WHAT TO DO:
Copy out the stretch of the material below from the line containing "Segment utility pole from the image above." through the line containing "Segment dry bare ground from the image above.", both ends included, reproducing each line verbatim. Output nothing else.
^^^^^^^^^^^^^^^^
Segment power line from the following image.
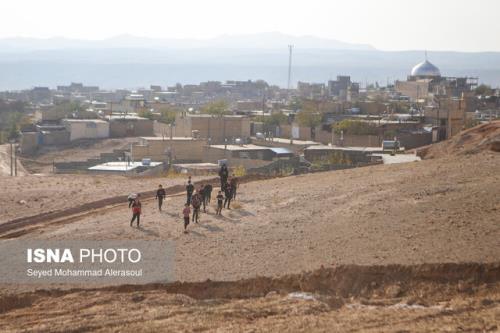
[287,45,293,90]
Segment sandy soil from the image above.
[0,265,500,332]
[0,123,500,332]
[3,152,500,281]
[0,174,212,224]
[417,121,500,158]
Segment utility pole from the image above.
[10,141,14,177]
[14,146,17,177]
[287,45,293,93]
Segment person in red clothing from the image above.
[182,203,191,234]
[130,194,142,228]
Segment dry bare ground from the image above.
^^^^^^^^^^^^^^^^
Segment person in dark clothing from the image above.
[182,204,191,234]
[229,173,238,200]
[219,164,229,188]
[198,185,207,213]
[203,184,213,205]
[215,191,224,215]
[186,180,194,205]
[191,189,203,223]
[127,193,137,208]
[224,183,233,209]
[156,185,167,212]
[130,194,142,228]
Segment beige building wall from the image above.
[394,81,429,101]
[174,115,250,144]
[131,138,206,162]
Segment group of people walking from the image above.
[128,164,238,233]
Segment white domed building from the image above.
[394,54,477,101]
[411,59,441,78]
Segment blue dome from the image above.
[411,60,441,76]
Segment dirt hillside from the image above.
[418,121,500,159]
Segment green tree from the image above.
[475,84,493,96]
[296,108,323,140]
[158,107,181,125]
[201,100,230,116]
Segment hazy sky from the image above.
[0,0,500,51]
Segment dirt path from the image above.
^^^^^^^^^^^^^^^^
RESPONSE FOR THIS EXERCISE:
Segment utility pole from the image above.
[10,141,14,177]
[14,146,17,177]
[287,45,293,93]
Segment person in red clothing from the image above.
[182,203,191,234]
[130,194,142,228]
Segment dry bare ground from the image above.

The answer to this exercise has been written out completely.